Por Jean Silva* - Jornal da USP - 1 de novembro de 2024 - Tucuruvi,…
O levante das comunidades tradicionais
“A gente é criado numa sociedade em que é feio ser da roça” Maria de Fátima Alves, apanhadora de flores. Foto: André Dib
No campo e no litoral do Brasil, comunidades lutam por seus modos de vida e por seus territórios tradicionais
“Até 2002 vivíamos com nosso modo de vida na invisibilidade, e a invisibilidade garantia nosso modo de vida. O autorreconhecimento veio da necessidade de defesa do nosso território”. Quem fala é Maria de Fátima Alves, de 38 anos, apanhadora de flores na Serra do Espinhaço, em Minas Gerais. Tatinha, como é conhecida, narra com clareza e convicção que, antes de ter seu território ameaçado, ninguém havia importunado suas vidas e as comunidades viviam com liberdade há séculos. A fartura das roças e a comercialização de flores colhidas no alto da serra garantiam o sustento. Seu lugar permanecia resguardado.
Tudo mudou quando o Estado desconsiderou sua existência ao declarar que aquele território era um Parque Nacional, uma unidade de conservação que impõe restrições à ação humana. A partir de então, foi preciso sair do silêncio e afirmar sua existência. Reconhecerem-se como comunidade tradicional foi um processo dolorido. “A gente é criado numa sociedade em que é feio ser da roça”, conta. “Antes a gente não falava; porque antes também não tinha necessidade”.

· · · · · · ·

Sua tarefa:
Liste todas as pessoas citadas pelo nome no texto sobre comunidades tradicionais, sem repetir quem aparece mais de uma vez. As linhas vêm de uma fonte diferente da do texto sobre comunidades tradicionais.

· · · · · · ·

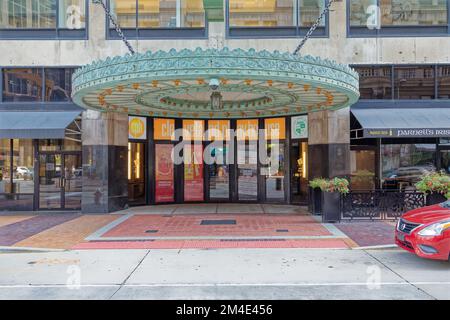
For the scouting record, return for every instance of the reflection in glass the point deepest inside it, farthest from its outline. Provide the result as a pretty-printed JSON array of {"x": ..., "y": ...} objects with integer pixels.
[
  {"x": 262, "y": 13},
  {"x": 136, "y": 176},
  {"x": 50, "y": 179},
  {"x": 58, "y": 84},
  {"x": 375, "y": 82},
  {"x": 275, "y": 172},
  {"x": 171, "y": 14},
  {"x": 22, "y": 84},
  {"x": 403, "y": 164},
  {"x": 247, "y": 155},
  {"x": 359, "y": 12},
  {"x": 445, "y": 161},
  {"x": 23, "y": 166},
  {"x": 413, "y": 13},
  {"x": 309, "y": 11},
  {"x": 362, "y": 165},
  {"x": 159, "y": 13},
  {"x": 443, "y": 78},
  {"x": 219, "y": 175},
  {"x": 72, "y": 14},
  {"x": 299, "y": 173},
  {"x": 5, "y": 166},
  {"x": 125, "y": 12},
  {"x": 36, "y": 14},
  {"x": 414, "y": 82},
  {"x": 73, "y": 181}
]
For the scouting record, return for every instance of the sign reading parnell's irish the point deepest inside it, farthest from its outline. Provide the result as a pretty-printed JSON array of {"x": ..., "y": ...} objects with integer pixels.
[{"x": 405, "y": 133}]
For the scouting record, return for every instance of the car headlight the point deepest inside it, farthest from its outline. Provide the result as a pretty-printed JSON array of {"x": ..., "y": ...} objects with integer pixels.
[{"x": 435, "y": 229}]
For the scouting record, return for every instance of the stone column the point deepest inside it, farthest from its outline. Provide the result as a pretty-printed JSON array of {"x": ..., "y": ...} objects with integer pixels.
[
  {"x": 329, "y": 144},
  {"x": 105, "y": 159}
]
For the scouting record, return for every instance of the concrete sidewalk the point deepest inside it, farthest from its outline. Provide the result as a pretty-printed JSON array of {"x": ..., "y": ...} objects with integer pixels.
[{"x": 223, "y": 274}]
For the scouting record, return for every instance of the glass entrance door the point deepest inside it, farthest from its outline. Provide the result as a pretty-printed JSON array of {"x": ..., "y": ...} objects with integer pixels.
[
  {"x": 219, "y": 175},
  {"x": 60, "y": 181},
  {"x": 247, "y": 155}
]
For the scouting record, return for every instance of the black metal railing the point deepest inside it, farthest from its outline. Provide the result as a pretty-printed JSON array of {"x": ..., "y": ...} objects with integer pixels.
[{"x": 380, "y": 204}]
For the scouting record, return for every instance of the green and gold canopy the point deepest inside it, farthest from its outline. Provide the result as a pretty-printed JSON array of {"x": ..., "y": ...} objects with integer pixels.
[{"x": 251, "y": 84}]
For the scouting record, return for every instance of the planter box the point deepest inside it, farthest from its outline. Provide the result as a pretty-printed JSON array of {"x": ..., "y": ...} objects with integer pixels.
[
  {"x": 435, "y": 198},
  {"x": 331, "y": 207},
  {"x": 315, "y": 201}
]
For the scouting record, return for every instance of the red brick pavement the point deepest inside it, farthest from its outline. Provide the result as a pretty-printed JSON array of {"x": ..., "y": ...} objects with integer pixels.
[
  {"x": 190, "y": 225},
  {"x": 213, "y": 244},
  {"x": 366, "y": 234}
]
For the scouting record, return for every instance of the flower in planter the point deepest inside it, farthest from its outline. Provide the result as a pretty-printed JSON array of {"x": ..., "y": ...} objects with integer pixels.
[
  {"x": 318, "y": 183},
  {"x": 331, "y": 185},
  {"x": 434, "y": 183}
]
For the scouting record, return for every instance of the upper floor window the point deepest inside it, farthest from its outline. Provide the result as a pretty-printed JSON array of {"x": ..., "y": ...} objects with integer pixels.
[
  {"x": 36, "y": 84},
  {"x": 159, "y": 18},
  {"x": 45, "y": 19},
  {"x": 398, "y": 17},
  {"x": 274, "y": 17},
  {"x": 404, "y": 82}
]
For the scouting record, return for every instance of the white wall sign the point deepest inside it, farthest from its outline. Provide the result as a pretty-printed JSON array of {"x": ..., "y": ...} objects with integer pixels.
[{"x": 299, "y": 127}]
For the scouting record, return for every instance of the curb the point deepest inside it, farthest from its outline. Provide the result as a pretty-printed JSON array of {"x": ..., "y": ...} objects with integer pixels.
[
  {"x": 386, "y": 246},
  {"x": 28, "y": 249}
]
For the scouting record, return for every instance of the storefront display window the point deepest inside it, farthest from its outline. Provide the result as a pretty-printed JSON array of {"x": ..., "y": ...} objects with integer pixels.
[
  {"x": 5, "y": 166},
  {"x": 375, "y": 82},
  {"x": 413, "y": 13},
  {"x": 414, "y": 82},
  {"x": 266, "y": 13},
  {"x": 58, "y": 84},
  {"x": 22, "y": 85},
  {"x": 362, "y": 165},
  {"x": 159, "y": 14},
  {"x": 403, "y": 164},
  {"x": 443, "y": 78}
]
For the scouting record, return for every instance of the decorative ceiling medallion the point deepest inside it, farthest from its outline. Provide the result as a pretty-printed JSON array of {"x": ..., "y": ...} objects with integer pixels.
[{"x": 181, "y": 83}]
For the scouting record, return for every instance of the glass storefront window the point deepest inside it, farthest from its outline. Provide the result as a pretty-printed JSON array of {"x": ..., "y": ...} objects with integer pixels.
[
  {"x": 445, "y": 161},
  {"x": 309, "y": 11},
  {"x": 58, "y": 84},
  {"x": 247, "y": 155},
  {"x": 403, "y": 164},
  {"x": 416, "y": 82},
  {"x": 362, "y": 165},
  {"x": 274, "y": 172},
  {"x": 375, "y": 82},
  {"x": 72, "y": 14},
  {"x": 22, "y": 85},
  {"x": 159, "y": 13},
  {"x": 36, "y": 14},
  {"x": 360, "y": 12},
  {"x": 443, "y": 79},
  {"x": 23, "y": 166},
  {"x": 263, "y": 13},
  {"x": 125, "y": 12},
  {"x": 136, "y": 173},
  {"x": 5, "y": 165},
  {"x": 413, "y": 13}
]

· · · · · · ·

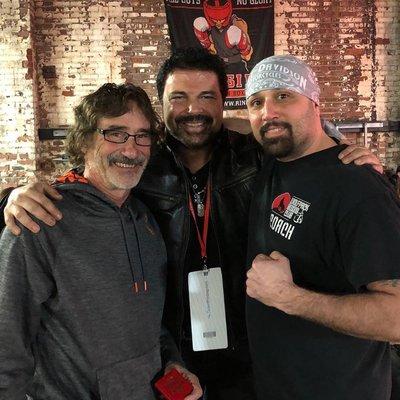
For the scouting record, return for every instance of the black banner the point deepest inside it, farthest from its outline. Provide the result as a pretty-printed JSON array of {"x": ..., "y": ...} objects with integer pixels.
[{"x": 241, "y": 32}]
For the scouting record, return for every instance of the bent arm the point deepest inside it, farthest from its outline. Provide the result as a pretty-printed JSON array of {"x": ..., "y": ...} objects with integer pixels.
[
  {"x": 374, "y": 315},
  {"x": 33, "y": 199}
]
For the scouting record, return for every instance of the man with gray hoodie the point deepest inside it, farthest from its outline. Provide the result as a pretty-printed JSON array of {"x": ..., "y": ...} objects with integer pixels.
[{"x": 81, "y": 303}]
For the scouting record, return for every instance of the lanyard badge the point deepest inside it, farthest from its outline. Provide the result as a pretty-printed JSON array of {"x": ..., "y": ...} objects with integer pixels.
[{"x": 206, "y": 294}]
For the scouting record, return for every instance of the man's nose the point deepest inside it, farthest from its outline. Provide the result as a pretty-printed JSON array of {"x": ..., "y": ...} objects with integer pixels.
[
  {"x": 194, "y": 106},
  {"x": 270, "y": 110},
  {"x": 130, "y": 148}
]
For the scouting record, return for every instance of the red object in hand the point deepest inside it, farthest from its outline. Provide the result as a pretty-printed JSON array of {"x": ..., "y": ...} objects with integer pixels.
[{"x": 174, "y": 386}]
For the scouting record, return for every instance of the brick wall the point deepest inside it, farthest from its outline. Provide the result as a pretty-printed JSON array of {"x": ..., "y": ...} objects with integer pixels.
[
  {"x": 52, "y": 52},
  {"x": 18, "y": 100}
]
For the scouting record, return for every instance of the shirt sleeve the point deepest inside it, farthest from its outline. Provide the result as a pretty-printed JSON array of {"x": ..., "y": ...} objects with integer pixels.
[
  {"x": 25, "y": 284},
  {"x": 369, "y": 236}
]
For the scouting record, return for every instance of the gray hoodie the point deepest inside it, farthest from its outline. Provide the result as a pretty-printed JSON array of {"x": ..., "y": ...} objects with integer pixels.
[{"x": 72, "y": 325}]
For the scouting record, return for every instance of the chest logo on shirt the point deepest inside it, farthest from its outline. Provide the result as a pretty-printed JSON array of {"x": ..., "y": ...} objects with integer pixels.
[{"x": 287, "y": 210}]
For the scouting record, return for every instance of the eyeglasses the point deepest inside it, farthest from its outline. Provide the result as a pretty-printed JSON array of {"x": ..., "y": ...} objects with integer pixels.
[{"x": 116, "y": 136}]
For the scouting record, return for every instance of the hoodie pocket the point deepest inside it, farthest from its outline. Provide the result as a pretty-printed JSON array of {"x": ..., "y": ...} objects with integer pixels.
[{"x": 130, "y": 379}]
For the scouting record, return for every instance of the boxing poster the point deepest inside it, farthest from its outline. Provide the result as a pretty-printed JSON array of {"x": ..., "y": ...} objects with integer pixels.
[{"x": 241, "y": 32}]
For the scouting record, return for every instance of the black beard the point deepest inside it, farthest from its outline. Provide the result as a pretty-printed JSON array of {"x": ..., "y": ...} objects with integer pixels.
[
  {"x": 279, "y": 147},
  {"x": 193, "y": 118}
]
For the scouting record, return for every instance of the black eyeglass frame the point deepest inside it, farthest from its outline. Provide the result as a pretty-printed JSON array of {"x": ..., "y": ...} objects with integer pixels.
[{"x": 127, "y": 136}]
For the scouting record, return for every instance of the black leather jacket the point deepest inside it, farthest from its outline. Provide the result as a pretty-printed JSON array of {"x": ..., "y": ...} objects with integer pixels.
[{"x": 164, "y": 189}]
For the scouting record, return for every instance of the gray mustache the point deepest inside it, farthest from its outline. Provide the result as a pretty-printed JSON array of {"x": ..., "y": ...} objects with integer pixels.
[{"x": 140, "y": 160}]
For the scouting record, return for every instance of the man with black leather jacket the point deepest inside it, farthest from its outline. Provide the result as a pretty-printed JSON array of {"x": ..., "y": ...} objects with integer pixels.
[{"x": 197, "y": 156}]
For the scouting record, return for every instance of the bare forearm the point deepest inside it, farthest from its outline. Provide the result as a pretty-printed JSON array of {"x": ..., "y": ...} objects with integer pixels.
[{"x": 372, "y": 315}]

· · · · · · ·

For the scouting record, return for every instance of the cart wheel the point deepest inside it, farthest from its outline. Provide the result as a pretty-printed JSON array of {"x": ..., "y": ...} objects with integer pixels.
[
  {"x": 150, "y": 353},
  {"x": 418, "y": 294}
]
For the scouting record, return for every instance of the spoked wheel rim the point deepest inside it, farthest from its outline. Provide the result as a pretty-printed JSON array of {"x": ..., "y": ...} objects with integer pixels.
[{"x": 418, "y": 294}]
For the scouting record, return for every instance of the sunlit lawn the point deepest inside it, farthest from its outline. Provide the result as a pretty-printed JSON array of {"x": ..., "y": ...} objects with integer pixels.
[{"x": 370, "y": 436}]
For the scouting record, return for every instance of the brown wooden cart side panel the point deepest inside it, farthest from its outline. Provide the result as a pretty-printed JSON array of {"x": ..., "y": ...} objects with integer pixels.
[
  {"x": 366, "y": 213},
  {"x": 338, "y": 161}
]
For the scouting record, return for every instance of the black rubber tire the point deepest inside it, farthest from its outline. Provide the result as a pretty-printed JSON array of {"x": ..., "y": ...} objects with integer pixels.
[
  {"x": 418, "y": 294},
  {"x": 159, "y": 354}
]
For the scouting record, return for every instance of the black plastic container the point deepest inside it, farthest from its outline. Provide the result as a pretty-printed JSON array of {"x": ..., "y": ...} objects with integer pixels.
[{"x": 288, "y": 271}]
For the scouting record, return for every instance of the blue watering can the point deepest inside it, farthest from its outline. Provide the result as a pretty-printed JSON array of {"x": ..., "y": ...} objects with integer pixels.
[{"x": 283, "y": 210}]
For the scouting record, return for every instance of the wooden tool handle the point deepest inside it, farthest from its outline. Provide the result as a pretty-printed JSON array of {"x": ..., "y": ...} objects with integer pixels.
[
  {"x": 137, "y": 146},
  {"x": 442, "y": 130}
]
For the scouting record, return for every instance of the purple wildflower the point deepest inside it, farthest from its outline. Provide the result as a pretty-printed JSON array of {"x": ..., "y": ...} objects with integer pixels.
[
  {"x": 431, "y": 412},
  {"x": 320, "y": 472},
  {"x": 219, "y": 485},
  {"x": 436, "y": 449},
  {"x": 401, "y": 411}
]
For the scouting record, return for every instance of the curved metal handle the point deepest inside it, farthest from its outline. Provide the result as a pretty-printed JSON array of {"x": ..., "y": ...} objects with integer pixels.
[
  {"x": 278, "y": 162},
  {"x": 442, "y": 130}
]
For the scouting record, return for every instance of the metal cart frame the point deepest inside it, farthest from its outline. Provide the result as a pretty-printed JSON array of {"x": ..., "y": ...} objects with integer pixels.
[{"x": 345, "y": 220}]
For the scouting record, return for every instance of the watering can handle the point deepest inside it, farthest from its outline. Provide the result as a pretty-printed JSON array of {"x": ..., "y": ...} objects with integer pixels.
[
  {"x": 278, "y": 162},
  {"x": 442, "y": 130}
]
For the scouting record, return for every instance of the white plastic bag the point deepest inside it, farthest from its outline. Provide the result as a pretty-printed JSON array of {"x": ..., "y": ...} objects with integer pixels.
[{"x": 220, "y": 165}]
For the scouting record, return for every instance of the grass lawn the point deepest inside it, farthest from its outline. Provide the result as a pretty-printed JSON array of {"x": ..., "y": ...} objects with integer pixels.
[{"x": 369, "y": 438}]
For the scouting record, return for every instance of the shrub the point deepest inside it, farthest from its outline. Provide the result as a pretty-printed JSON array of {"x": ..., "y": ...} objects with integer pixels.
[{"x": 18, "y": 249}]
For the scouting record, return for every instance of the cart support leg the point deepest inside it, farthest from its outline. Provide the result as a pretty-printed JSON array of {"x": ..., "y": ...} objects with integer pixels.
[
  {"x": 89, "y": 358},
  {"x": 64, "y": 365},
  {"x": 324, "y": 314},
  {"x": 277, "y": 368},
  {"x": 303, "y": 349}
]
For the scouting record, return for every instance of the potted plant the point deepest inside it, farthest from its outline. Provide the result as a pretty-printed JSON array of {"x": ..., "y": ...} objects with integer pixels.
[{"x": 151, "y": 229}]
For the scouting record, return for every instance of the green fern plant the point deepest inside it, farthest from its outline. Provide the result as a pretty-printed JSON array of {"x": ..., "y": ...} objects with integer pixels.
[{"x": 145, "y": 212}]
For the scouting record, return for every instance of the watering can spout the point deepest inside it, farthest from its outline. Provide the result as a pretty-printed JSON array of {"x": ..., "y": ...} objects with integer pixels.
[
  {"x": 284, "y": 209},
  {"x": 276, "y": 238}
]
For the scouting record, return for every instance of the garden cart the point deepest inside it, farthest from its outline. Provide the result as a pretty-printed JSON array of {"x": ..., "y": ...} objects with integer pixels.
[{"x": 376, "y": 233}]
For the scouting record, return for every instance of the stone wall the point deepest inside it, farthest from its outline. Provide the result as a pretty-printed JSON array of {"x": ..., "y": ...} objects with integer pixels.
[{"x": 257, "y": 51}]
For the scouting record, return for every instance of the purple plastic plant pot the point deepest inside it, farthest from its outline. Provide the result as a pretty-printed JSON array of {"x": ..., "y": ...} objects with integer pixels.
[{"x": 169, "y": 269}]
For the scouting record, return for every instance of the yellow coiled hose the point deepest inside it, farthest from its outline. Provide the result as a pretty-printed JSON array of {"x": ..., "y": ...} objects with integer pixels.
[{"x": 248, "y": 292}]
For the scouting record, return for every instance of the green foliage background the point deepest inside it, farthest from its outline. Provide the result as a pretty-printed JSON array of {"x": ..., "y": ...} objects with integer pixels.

· · · · · · ·

Resposta da tarefa:
Jean Silva
Maria de Fátima Alves (Tatinha)
André Dib